--- START ---

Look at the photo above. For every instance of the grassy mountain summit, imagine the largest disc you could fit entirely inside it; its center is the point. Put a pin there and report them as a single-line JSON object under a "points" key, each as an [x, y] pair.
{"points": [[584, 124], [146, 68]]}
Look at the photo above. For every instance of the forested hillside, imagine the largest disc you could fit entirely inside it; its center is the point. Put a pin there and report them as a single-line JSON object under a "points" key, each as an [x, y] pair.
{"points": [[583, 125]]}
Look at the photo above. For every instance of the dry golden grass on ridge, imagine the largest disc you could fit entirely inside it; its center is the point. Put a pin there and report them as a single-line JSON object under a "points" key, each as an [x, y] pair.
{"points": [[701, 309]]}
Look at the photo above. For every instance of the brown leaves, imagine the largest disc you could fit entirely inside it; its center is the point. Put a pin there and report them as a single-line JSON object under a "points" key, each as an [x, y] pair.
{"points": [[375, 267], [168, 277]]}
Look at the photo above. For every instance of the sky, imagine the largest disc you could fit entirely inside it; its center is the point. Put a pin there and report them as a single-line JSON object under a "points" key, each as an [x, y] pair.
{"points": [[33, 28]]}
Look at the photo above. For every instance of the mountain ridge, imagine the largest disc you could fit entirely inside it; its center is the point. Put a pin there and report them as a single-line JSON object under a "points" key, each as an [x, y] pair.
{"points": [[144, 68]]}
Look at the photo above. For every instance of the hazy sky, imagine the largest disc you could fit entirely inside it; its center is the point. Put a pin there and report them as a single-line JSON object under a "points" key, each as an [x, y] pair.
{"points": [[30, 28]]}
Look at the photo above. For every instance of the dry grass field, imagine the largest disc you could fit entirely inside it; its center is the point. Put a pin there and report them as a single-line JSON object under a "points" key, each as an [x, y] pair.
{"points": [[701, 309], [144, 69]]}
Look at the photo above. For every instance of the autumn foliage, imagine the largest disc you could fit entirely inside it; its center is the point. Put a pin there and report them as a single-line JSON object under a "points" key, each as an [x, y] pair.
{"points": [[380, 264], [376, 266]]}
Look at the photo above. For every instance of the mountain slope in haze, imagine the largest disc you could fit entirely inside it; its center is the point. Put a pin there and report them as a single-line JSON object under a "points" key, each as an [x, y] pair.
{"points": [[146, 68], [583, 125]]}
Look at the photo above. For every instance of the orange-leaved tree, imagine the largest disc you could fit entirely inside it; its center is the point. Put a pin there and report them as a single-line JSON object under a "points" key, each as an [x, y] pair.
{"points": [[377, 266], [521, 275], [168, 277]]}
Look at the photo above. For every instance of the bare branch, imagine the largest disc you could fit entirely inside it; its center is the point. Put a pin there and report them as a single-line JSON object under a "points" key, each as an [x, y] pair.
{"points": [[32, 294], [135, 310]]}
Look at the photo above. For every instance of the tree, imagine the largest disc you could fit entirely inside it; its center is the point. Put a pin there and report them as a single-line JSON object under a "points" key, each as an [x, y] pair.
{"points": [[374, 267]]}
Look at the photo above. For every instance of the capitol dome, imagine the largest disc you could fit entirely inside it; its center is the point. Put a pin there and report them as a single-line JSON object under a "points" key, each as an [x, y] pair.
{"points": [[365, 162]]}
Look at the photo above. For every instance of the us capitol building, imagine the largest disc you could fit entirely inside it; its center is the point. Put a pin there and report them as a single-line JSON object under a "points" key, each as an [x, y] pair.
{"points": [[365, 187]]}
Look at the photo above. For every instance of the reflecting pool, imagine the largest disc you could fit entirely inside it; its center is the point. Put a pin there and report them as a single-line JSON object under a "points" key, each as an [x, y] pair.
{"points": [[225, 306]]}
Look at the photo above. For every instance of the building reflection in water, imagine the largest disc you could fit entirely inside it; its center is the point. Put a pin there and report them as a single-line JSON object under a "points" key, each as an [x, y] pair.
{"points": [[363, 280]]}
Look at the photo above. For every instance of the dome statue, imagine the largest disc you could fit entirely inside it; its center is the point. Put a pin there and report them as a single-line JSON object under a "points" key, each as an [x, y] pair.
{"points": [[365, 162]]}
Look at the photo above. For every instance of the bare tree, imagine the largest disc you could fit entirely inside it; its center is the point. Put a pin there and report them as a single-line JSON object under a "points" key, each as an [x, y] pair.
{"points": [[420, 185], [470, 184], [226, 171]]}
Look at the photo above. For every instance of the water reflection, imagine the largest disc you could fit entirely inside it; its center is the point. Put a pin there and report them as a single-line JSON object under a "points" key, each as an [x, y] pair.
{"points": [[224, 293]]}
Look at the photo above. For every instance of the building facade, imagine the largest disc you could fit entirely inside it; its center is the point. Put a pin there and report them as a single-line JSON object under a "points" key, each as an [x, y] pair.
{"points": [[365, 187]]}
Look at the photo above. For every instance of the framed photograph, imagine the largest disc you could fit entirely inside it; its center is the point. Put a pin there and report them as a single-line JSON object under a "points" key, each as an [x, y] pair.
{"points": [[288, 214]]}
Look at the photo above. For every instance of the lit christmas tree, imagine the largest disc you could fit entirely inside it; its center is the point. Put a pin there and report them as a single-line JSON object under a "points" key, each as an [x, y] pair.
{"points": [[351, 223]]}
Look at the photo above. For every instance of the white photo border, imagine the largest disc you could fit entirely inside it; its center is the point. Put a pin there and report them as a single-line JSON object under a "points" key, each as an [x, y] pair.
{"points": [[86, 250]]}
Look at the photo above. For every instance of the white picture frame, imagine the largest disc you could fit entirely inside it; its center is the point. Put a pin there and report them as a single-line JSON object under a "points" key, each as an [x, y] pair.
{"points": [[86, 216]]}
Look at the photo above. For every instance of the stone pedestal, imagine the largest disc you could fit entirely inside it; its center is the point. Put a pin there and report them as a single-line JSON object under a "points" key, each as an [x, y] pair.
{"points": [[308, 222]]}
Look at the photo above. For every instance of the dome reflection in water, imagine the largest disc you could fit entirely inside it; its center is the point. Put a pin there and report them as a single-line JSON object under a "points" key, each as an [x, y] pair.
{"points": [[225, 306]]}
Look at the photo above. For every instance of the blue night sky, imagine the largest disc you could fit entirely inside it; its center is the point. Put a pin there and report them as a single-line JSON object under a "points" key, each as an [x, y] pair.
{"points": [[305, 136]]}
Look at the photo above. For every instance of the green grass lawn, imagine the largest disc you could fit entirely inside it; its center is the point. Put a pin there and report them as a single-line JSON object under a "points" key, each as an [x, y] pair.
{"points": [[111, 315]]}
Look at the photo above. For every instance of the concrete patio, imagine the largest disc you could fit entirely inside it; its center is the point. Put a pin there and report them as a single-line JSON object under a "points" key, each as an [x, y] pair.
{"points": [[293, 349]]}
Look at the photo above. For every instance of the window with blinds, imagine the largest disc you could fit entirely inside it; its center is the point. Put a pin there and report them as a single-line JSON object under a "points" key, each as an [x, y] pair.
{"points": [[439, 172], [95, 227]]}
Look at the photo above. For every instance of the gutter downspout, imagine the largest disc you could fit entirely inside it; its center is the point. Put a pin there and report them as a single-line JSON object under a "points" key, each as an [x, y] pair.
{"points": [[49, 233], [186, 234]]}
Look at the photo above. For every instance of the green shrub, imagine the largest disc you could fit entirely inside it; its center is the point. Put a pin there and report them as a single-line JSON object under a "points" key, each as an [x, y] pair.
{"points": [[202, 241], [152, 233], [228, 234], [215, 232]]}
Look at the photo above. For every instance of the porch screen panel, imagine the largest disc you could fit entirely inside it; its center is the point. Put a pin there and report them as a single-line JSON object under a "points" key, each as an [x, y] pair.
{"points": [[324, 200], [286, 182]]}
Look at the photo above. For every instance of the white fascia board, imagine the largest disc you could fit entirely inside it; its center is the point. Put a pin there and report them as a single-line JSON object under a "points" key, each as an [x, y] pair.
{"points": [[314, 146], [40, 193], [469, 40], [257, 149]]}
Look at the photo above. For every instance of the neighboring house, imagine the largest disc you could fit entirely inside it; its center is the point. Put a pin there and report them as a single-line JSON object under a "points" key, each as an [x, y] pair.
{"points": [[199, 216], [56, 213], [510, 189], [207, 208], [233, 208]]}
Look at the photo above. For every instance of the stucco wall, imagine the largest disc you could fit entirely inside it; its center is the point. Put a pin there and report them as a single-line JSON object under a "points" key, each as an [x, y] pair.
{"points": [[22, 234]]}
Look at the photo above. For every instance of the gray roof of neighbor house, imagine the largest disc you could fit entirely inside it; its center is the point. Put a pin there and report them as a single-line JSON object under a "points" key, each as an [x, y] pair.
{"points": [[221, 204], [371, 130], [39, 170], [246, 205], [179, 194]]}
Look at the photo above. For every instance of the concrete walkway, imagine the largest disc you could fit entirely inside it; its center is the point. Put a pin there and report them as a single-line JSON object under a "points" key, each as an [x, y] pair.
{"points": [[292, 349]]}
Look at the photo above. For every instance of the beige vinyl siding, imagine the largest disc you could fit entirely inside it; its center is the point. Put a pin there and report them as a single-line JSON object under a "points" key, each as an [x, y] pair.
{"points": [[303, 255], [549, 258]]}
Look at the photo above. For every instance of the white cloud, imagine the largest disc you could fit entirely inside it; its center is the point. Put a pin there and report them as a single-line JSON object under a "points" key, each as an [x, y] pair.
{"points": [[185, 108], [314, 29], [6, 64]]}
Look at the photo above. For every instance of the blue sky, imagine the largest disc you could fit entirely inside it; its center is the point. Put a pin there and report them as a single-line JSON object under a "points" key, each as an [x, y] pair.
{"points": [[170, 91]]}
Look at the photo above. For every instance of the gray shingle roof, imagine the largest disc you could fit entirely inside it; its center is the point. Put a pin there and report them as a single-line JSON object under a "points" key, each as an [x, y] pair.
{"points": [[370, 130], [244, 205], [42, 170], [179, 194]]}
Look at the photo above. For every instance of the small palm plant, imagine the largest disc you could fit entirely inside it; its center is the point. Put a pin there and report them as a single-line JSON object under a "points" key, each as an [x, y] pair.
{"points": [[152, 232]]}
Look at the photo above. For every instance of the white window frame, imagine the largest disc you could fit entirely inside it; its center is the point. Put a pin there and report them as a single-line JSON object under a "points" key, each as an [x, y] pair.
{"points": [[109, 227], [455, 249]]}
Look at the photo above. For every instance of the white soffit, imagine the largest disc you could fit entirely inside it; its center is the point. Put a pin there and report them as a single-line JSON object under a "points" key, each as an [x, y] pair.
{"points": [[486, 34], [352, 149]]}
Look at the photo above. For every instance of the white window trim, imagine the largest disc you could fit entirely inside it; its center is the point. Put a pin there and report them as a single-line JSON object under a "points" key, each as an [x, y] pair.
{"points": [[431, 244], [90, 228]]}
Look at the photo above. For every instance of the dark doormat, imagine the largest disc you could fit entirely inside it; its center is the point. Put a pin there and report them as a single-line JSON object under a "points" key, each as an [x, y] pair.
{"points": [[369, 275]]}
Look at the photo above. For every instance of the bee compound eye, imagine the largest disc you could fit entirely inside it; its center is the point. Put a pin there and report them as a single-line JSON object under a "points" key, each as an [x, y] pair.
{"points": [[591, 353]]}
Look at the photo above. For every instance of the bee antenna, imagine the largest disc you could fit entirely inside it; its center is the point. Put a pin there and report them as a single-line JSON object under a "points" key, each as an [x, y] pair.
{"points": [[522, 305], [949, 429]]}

--- END ---

Output only the lines from the one with "Look at the photo above. For every instance of the dark" through the last line of the entries above; please keep them exact.

EXPECTED OUTPUT:
Look at the photo above. For every instance of the dark doormat, imagine the largest disc you could fit entirely inside it; its center is the point. Put a pin there and report them as a single-line JSON object under a "points" key, each as an [x, y] pair.
{"points": [[369, 275]]}
Look at the photo above. For every instance of the bee compound eye, imagine the largest disc you could fit entirely inside it; its center is the point. Put a pin there and report them as a single-line JSON object under a "points" key, each as an [x, y] pair.
{"points": [[591, 353]]}
Look at the photo above. For every instance of the bee antenna, imagine the largest disc you could fit entirely inside it; its center is the point. Put a pin there and report them as a single-line JSON object under a "points" key, each as an [x, y] pair.
{"points": [[522, 305], [949, 429]]}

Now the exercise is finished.